== WHAT THE EXERCISE ASKS ==
For the entries that follow, report how many lines include the word "below" and add nothing.

*** Opening DATA PROVIDED ***

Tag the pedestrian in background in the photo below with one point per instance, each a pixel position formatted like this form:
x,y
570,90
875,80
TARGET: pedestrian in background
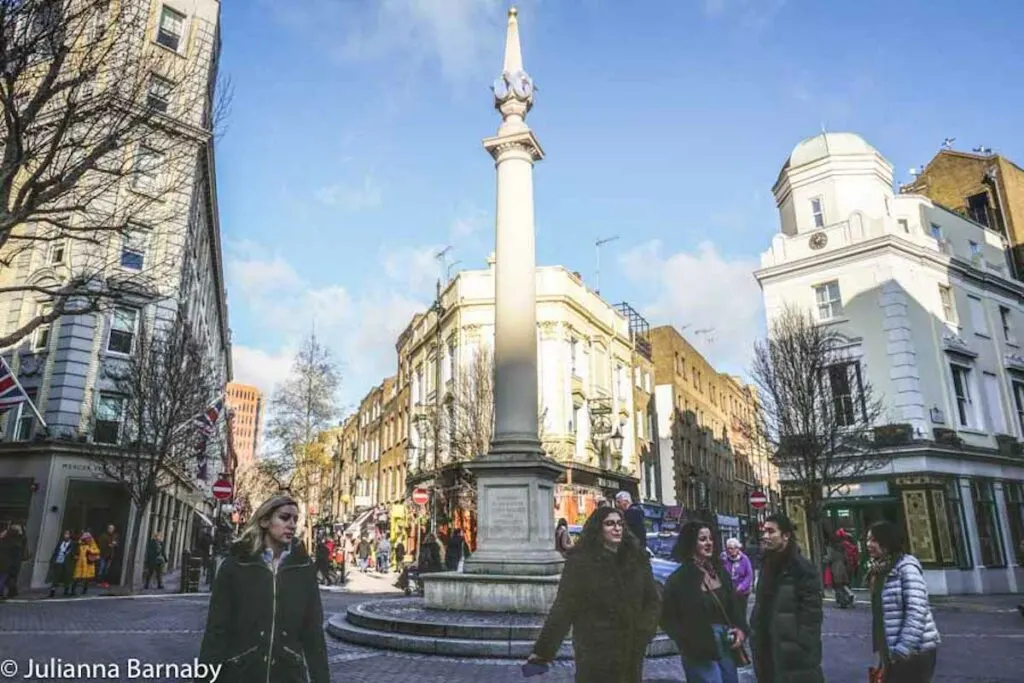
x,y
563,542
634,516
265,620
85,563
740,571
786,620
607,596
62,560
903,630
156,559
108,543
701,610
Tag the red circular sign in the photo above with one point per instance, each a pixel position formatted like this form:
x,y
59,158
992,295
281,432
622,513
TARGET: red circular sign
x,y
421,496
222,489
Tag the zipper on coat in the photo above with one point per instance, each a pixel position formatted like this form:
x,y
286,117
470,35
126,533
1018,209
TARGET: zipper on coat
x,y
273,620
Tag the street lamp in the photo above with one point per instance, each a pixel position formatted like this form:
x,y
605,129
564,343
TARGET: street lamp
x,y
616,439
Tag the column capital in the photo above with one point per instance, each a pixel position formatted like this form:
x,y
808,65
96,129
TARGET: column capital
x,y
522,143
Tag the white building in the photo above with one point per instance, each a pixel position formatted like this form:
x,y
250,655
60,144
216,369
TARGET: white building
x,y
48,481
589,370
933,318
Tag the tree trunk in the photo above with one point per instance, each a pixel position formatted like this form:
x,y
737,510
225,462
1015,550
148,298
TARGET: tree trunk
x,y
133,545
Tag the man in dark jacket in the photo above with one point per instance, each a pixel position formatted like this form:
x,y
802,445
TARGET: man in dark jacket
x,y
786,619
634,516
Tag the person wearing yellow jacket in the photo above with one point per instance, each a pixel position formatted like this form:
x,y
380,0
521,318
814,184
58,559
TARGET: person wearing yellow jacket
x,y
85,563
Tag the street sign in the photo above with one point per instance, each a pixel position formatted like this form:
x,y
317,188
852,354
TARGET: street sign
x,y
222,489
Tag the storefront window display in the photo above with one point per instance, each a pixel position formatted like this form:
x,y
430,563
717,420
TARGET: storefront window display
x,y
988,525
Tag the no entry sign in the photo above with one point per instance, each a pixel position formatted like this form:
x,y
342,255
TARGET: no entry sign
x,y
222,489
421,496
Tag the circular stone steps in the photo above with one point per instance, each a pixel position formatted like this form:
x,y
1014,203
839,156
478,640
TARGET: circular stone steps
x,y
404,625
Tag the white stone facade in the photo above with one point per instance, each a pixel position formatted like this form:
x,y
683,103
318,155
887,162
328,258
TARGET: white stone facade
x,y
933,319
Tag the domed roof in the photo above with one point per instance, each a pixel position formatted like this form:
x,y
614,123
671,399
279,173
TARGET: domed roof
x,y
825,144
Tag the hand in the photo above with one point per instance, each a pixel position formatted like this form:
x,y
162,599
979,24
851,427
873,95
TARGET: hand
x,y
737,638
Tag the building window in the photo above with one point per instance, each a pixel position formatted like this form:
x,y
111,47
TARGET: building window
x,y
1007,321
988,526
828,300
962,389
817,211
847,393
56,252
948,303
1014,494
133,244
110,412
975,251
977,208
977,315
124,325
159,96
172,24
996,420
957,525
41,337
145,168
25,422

*** Closing DATA PROVIDED ***
*** Opening DATA PROVIDED ***

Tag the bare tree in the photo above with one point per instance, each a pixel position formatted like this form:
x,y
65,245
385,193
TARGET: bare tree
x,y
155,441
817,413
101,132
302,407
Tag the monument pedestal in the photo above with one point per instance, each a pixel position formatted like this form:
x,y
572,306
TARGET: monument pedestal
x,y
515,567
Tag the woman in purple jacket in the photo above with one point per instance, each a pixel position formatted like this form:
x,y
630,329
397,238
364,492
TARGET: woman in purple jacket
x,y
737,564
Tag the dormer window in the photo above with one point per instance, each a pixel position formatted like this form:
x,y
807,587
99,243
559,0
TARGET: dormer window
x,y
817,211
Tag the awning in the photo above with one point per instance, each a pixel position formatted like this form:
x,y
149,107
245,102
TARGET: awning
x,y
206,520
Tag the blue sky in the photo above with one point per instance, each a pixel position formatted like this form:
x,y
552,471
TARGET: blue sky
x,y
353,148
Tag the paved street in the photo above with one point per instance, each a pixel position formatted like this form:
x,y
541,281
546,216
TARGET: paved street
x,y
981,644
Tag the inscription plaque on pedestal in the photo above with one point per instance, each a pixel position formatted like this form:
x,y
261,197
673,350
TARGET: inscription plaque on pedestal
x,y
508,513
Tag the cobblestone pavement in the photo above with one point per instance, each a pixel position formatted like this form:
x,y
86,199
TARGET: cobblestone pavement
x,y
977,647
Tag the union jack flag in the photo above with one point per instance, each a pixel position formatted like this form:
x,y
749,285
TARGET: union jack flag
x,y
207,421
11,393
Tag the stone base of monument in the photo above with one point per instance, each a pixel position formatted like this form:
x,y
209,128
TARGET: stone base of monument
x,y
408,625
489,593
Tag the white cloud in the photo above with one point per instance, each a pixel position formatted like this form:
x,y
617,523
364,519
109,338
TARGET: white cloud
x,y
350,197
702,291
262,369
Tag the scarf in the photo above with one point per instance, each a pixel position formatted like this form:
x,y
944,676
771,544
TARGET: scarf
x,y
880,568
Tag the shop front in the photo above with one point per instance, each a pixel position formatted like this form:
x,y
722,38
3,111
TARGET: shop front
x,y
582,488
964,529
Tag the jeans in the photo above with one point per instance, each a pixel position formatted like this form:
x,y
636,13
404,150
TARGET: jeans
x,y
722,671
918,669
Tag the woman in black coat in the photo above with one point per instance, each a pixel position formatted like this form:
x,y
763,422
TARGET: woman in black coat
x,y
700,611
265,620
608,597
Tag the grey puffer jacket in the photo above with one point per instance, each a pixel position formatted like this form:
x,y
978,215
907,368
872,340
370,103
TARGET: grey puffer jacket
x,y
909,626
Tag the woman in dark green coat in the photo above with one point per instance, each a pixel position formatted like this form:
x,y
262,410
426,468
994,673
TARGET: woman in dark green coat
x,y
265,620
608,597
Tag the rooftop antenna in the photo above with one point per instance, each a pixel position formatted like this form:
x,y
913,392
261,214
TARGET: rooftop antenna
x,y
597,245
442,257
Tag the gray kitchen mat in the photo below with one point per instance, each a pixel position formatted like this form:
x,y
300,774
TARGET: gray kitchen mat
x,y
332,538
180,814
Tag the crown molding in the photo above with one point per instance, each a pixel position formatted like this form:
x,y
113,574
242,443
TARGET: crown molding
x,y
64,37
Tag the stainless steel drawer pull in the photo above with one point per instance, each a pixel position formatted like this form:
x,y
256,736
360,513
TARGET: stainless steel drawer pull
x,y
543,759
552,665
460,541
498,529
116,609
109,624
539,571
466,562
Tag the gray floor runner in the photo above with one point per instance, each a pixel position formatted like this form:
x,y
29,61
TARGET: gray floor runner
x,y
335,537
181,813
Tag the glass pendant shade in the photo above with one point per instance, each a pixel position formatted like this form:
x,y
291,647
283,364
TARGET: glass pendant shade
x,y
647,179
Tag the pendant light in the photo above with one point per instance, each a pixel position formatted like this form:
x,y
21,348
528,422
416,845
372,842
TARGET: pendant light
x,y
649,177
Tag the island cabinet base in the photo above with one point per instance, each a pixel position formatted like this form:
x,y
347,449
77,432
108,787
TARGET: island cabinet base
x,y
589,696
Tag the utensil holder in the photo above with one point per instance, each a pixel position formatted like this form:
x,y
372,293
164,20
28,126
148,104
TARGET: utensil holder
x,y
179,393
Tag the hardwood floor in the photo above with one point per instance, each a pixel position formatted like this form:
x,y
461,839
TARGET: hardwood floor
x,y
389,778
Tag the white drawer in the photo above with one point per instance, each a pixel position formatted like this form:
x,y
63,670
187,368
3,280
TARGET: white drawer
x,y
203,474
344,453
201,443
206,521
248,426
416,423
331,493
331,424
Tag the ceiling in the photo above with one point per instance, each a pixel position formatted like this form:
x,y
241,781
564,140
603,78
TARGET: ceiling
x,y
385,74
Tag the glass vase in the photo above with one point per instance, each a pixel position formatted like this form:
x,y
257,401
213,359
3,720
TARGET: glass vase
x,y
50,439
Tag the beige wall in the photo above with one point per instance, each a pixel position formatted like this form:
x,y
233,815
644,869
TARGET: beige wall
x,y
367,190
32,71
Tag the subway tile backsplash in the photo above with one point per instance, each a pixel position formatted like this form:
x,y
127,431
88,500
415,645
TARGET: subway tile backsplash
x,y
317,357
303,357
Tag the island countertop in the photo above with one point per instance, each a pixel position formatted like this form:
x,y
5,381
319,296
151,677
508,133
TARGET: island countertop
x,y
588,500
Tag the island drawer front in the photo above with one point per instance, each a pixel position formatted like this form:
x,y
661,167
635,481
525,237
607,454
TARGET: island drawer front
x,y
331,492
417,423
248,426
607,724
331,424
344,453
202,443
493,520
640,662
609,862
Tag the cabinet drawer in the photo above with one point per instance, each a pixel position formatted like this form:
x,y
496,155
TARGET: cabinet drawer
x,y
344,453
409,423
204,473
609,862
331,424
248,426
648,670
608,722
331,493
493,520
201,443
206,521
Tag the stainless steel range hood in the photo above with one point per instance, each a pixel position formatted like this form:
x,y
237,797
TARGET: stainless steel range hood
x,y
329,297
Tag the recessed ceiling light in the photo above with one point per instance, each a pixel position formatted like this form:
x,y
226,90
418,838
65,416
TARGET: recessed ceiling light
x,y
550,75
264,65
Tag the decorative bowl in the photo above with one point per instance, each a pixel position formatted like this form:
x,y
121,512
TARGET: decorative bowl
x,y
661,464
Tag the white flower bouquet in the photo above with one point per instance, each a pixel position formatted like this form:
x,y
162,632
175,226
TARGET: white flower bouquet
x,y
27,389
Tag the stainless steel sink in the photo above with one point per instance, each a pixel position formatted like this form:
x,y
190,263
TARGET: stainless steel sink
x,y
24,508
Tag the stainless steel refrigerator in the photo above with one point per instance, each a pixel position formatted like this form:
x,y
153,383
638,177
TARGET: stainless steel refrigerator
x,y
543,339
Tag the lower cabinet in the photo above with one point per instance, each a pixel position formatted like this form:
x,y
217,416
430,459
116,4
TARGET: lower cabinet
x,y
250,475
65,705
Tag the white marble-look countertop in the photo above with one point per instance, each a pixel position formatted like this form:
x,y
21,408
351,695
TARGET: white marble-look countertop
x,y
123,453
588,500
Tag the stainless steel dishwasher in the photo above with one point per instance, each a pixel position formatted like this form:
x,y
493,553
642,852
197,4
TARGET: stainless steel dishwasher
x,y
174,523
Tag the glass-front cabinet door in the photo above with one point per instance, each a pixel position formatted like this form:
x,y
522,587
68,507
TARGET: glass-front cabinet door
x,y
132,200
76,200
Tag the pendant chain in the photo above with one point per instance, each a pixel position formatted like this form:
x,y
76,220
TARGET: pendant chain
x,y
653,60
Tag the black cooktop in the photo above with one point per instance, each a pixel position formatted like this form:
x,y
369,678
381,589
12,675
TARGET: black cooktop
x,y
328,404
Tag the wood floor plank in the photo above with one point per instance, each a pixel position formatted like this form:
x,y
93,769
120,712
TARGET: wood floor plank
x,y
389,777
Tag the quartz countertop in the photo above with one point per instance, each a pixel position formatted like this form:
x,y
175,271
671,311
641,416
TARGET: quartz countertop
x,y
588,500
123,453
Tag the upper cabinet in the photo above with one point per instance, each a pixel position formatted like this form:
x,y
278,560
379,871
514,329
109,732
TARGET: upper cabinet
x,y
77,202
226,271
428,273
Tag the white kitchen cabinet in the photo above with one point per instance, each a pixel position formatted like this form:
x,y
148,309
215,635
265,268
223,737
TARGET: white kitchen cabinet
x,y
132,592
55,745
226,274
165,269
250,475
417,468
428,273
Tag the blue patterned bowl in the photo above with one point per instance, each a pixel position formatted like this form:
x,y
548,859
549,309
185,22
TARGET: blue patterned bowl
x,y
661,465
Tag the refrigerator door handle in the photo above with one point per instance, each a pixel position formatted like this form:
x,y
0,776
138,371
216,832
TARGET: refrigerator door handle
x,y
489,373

*** Closing DATA PROVIDED ***
*** Opening DATA PROVIDED ***

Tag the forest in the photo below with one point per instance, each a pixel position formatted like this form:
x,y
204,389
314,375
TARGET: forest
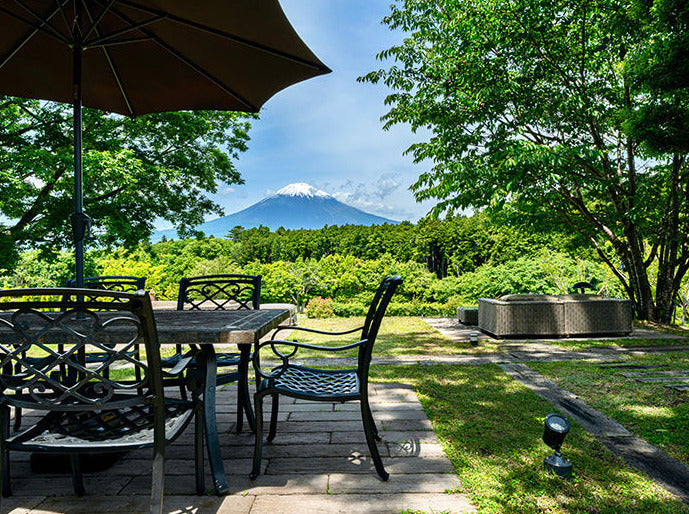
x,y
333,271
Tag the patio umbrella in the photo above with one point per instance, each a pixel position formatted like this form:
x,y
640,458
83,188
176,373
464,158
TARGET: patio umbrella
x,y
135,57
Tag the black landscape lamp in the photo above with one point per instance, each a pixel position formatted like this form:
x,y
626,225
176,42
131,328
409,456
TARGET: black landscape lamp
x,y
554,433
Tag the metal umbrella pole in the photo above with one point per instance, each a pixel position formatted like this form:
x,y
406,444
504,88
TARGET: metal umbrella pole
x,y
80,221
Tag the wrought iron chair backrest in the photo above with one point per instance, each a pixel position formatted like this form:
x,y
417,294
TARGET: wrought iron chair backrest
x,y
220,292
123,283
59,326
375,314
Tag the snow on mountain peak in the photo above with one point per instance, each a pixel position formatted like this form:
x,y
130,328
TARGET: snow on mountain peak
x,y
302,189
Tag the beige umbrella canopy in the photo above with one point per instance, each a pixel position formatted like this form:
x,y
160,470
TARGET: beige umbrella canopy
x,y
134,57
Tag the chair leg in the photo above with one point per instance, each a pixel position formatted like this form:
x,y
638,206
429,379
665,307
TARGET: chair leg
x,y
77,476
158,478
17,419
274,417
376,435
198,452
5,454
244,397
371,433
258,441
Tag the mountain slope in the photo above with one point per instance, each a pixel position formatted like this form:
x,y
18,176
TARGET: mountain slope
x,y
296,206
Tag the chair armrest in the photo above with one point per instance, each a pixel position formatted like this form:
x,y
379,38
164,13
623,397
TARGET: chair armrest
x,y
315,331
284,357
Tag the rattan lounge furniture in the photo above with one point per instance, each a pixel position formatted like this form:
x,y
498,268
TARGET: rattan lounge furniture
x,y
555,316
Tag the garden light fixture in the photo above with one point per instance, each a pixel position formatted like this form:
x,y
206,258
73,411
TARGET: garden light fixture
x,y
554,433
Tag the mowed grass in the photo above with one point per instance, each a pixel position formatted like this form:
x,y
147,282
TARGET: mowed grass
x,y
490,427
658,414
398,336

*** Closing DATA PROVIDED ***

== REPLY ==
3